━━━━━ GIVEN INFORMATION

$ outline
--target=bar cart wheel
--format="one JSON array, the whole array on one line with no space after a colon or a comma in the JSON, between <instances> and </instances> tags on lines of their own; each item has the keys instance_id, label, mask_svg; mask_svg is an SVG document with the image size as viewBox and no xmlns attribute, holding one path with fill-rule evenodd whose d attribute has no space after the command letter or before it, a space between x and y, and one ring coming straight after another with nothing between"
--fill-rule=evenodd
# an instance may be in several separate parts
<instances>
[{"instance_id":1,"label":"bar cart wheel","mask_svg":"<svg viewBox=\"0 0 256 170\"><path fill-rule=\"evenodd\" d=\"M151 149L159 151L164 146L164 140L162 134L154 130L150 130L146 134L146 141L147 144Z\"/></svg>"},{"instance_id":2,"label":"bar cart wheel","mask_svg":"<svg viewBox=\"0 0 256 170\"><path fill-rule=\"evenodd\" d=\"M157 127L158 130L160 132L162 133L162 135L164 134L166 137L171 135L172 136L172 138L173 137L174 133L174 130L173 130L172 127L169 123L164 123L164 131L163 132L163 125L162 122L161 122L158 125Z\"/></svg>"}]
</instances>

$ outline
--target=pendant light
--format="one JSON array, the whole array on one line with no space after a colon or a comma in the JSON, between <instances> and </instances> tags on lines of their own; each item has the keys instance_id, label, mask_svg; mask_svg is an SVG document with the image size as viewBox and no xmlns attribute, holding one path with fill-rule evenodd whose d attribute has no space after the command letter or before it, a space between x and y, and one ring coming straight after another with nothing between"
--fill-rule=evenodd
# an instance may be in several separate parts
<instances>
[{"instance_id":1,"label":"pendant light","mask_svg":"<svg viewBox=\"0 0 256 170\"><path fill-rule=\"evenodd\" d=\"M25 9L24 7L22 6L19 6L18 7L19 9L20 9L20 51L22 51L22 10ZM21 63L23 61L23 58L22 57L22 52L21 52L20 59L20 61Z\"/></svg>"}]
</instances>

━━━━━━━━━━

**STATED PROBLEM**. Reproduce the entries above exactly.

**COMPLETED TASK**.
$ outline
--target=bar cart wheel
--format="one JSON array, the whole array on one line with no space after a colon or a comma in the JSON, between <instances> and </instances> tags on lines of their own; each item has the keys instance_id, label, mask_svg; mask_svg is an SVG document with the image size as viewBox and no xmlns attribute, holding one path with fill-rule evenodd whose d attribute has no space after the command letter or before it, a space between x and y, and one ring coming straight after another with nothing between"
--fill-rule=evenodd
# an instance may be in several separate parts
<instances>
[{"instance_id":1,"label":"bar cart wheel","mask_svg":"<svg viewBox=\"0 0 256 170\"><path fill-rule=\"evenodd\" d=\"M151 149L159 151L164 146L164 140L162 134L154 130L150 130L146 134L146 141L147 144Z\"/></svg>"},{"instance_id":2,"label":"bar cart wheel","mask_svg":"<svg viewBox=\"0 0 256 170\"><path fill-rule=\"evenodd\" d=\"M157 127L158 130L160 132L162 133L162 135L164 134L166 137L171 135L172 136L172 138L173 137L174 133L174 130L173 130L172 127L169 123L164 123L164 131L163 132L163 125L162 122L161 122L158 125Z\"/></svg>"}]
</instances>

$ outline
--target=pendant light
--format="one JSON array, the whole array on one line with no space after a colon or a comma in the JSON, between <instances> and </instances> tags on lines of their own; each item has the keys instance_id, label, mask_svg; mask_svg is an SVG document with the image size as viewBox and no xmlns attribute, holding one path with fill-rule evenodd whose d attribute has no space after the command letter or before it, a space between x and y, and one ring coming straight after another with nothing between"
--fill-rule=evenodd
# an instance may be in several separate parts
<instances>
[{"instance_id":1,"label":"pendant light","mask_svg":"<svg viewBox=\"0 0 256 170\"><path fill-rule=\"evenodd\" d=\"M25 9L24 7L22 6L19 6L18 7L19 9L20 9L20 51L22 51L22 10ZM21 63L23 61L23 58L22 57L22 52L21 52L20 59L20 61Z\"/></svg>"}]
</instances>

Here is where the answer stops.